--- What is required ---
Rewrite the listing below so that every "Detect" becomes "Locate", with nothing else changed.

*** Information supplied ***

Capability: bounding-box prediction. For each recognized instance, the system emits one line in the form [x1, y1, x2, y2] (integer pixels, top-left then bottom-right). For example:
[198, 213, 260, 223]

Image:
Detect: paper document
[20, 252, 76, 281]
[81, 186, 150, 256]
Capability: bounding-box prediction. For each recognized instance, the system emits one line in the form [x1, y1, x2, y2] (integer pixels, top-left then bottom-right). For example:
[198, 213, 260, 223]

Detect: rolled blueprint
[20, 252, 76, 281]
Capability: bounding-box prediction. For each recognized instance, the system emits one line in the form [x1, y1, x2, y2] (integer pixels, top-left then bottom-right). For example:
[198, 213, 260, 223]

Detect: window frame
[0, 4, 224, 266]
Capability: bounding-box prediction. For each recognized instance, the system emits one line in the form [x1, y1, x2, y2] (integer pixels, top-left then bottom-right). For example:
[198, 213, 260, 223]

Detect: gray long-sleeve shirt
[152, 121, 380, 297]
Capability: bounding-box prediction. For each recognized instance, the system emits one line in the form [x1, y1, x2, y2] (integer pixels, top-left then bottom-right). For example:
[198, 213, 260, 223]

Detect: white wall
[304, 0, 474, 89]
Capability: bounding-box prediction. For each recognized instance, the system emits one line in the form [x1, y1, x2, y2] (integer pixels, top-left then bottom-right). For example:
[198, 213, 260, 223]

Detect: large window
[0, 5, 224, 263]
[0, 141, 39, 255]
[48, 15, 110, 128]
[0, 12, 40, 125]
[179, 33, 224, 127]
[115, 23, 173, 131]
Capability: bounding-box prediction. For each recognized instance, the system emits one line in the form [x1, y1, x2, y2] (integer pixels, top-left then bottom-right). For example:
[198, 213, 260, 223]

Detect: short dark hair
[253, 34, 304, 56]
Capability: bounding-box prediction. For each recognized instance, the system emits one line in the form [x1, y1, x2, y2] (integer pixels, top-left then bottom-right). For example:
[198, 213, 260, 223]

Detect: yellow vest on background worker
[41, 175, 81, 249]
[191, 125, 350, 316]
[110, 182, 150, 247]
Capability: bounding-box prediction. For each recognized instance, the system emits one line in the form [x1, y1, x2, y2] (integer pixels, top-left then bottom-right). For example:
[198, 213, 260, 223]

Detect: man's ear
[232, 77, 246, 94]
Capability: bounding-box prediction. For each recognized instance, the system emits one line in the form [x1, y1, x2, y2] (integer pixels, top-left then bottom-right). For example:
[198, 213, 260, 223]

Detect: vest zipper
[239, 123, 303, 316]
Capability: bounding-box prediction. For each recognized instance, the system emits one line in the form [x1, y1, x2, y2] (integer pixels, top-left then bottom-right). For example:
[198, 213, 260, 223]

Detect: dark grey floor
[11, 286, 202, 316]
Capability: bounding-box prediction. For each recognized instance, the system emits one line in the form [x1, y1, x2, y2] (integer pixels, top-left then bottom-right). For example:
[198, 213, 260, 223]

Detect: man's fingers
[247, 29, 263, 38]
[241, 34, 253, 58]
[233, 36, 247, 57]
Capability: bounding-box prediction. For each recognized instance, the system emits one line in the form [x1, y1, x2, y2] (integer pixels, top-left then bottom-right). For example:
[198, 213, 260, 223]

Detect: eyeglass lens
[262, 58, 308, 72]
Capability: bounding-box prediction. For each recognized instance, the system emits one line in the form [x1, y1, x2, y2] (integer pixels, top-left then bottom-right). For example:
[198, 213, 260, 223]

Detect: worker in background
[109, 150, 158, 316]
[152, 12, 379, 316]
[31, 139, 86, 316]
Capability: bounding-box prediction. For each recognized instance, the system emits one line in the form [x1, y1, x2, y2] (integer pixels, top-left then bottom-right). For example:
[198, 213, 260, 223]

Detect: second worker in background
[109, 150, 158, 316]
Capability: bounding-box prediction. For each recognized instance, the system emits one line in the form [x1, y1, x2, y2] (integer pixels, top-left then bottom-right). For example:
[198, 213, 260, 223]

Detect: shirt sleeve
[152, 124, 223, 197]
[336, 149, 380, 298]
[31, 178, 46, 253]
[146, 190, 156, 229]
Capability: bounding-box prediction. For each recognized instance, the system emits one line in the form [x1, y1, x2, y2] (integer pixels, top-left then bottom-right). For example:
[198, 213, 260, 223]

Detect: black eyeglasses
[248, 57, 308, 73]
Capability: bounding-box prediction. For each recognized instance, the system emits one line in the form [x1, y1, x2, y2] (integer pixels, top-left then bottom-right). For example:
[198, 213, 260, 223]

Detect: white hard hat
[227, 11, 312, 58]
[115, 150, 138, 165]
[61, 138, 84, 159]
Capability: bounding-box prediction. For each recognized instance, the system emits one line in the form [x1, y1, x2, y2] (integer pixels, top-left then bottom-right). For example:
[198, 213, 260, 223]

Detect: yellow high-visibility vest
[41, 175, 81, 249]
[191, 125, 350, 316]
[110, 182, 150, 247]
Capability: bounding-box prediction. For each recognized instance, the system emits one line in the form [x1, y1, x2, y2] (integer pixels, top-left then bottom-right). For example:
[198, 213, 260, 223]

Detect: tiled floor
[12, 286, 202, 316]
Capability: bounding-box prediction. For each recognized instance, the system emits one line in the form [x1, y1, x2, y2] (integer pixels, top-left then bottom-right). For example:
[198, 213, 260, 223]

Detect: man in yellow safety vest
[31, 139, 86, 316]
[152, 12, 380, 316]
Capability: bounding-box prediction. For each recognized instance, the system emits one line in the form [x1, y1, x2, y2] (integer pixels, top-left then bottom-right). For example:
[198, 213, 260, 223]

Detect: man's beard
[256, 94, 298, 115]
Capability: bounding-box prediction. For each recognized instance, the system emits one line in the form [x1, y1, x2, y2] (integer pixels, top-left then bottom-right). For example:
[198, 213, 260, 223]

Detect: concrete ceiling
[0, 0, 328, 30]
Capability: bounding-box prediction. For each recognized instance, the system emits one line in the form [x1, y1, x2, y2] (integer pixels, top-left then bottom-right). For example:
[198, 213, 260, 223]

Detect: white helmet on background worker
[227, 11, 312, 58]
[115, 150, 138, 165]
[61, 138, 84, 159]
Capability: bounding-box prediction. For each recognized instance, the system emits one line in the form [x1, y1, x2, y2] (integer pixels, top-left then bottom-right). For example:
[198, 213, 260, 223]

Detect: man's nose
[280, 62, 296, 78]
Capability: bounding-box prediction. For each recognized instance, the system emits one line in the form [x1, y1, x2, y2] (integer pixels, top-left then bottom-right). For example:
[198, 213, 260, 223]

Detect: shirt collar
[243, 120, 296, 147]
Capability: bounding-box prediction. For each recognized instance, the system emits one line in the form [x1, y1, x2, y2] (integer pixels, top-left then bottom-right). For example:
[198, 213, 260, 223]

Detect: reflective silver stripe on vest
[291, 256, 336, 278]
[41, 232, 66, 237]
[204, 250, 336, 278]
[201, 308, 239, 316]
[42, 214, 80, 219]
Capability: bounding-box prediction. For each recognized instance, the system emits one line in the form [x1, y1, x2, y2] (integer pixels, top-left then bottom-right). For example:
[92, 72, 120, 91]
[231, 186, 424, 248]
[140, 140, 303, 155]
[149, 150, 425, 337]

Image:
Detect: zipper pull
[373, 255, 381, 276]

***

--- Correct result ---
Capability: bounding-box prediction. For each recognized instance, the system emits one line in the form [x1, y1, x2, y2] (integer pixels, top-left then bottom-right). For example:
[198, 213, 260, 223]

Image:
Locate: paper document
[20, 252, 76, 281]
[81, 186, 150, 256]
Capability: bounding-box prediction. For each recognized instance, the system emits one line in the form [x1, y1, x2, y2] (integer pixels, top-left then bottom-right). For example:
[198, 213, 260, 223]

Locate: rolled blueprint
[20, 252, 76, 281]
Capability: bounding-box prediction. For each recognized instance, the system emits one line in the form [x1, y1, x2, y2] (integer pixels, top-left then bottom-right). For example:
[198, 213, 260, 223]

Locate: window frame
[0, 4, 224, 266]
Capability: bounding-box prediction. For each recognized instance, the system emits one line in the form [x1, y1, x2, y2] (integer pixels, top-left then bottom-right). For example:
[198, 213, 260, 223]

Locate: gray long-sleeve shirt
[152, 121, 380, 297]
Capability: bounding-box prediction. For each recognized instance, the system emits one line in the form [x1, y1, x2, y2] (integer pixels, top-left then bottom-right). For example:
[198, 213, 260, 223]

Locate: white wall
[304, 0, 474, 89]
Capability: bounding-box prediction. For each recognized instance, the system emits one line in the form [x1, y1, x2, y2] (integer pixels, top-left then bottom-right). For example:
[198, 213, 260, 223]

Locate: large window
[0, 5, 224, 263]
[0, 141, 39, 255]
[48, 15, 110, 128]
[0, 12, 40, 125]
[179, 33, 224, 127]
[115, 23, 173, 131]
Capability: bounding-box prediction. For each recognized instance, the system emits one line in the form [x1, y1, x2, y2] (integer pixels, top-left then bottom-right). For example:
[198, 213, 260, 223]

Locate: short dark hair
[253, 34, 304, 56]
Capability: bounding-box prediction. For each recognized instance, the system emits one line in the form [x1, y1, x2, y2] (integer pixels, top-left then bottom-right). For example:
[198, 213, 260, 223]

Locate: yellow vest on background worker
[41, 175, 81, 249]
[191, 125, 350, 316]
[110, 182, 150, 247]
Capability: bounding-box prediction. For each recognized instance, the system emits one line in the form [x1, y1, x2, y2] (integer pixels, top-left then bottom-right). For example:
[198, 213, 260, 223]

Locate: man's ear
[232, 77, 246, 94]
Capability: bounding-box prediction. For each recognized instance, the system emits one line in the form [x1, y1, x2, y2] (integer pixels, top-left then bottom-right). For example:
[198, 213, 260, 223]

Locate: vest zipper
[239, 123, 303, 316]
Capability: bounding-box prediction. For each recognized instance, the system emits one line in the form [x1, y1, x2, y2] (integer pixels, top-left then bottom-right). For example:
[198, 213, 260, 223]

Locate: dark grey floor
[11, 286, 202, 316]
Capability: bounding-box prediction. For each recognized instance, the system emits one line in the form [x1, y1, x2, y2] (integer pixels, top-left then bottom-right). For example:
[198, 213, 260, 223]

Locate: man's fingers
[247, 29, 263, 38]
[241, 34, 253, 58]
[233, 36, 247, 57]
Capability: bounding-box prediction. For each recognized instance, the system emits one line in the form [x1, y1, x2, y2] (integer pixels, top-left then bottom-right). For example:
[198, 213, 260, 223]

Locate: eyeglass lens
[262, 58, 308, 72]
Capability: bounding-box prediction. For each recognized instance, the system emits one line in the form [x1, y1, x2, y2] (integer pixels, top-left then bottom-right). For example:
[198, 213, 260, 223]

Locate: worker in background
[109, 150, 158, 316]
[152, 12, 379, 316]
[31, 139, 86, 316]
Capability: bounding-box prediction. For each recognized instance, the system emits one line in the form [x1, y1, x2, y2] (integer pixels, top-left then bottom-right). For example:
[198, 213, 260, 223]

Locate: second worker in background
[109, 150, 158, 316]
Capability: bounding-box prediction. For each recognized instance, the system emits one line in the form [x1, y1, x2, y2] (integer pixels, top-left then bottom-right). For example:
[198, 213, 260, 223]

Locate: shirt sleeve
[152, 124, 223, 197]
[336, 149, 380, 298]
[31, 178, 46, 253]
[146, 190, 156, 229]
Capability: bounding-box prediction. For each recognized instance, the system emits one line in the form [x1, y1, x2, y2] (integer pixels, top-left then bottom-right). For example:
[198, 213, 260, 223]

Locate: black eyeglasses
[248, 57, 308, 73]
Capability: bounding-box prediction. For each recognized instance, the system emits one line in the form [x1, y1, x2, y2] (integer pixels, top-left then bottom-right). For example:
[198, 213, 260, 223]

Locate: white hard hat
[227, 11, 312, 58]
[115, 150, 138, 165]
[61, 138, 84, 159]
Capability: bounding-box prediction. For each recognized instance, the system emits one line in the form [x1, y1, x2, y2] (integer pixels, top-left then bottom-right). For example:
[198, 213, 260, 223]

Locate: yellow high-visibility vest
[41, 175, 81, 249]
[191, 125, 350, 316]
[110, 182, 150, 247]
Capability: bounding-box prediction. For each recognized instance, the system emits one line in the form [x1, y1, x2, y2] (integer pixels, top-left then bottom-right). For example:
[198, 213, 260, 223]

Locate: tiled floor
[12, 286, 202, 316]
Capability: bounding-box prediction. For each recognized instance, the system emits one line in the form [x1, y1, x2, y2] (integer pixels, top-left then bottom-right). For example:
[198, 213, 260, 223]

Locate: man in yellow safety vest
[31, 139, 86, 316]
[152, 12, 380, 316]
Capability: bounding-box prediction. For each recognized instance, the system emits one line in the form [x1, y1, x2, y2] (integer pixels, top-left then bottom-right). For example:
[198, 213, 260, 223]

Locate: man's beard
[256, 94, 298, 115]
Capability: bounding-box prediction. For each recognized instance, the system emits one line in the form [x1, y1, x2, y2] (integer pixels, top-left then bottom-right). For example:
[198, 213, 260, 223]

Locate: concrete ceiling
[0, 0, 328, 30]
Capability: bounding-box prediction. For each recognized instance, the system emits one line in the form [x1, y1, x2, y2] (integer pixels, top-left then bottom-right). For example:
[198, 213, 260, 223]

Locate: white helmet on background worker
[227, 11, 312, 58]
[115, 150, 138, 165]
[61, 138, 84, 159]
Capability: bounding-box prediction. For each recognized instance, the system emits one line in the form [x1, y1, x2, y2] (integer pixels, top-left then bottom-right). For example:
[198, 213, 260, 223]

Locate: man's nose
[280, 62, 296, 78]
Capability: bounding-box prediction. For each recognized instance, the system emits one line in the form [x1, y1, x2, y2] (integer pixels, top-left then bottom-right). For example:
[198, 213, 260, 223]

Locate: shirt collar
[243, 120, 296, 147]
Capability: bounding-box prediction. For each recognized instance, the system emits one line in the form [x1, y1, x2, y2] (integer pixels, top-left then bottom-right). For example:
[198, 213, 260, 223]

Locate: reflective silver stripe on vest
[291, 256, 336, 278]
[41, 232, 66, 237]
[204, 250, 336, 278]
[201, 308, 239, 316]
[42, 214, 80, 219]
Capability: bounding-box prediction. For each recognized instance, the system emits one line in the form [x1, y1, x2, y2] (integer pixels, top-left then bottom-right). For example:
[92, 72, 120, 91]
[231, 186, 424, 248]
[140, 140, 303, 155]
[149, 150, 425, 337]

Image:
Locate: zipper pull
[373, 255, 381, 276]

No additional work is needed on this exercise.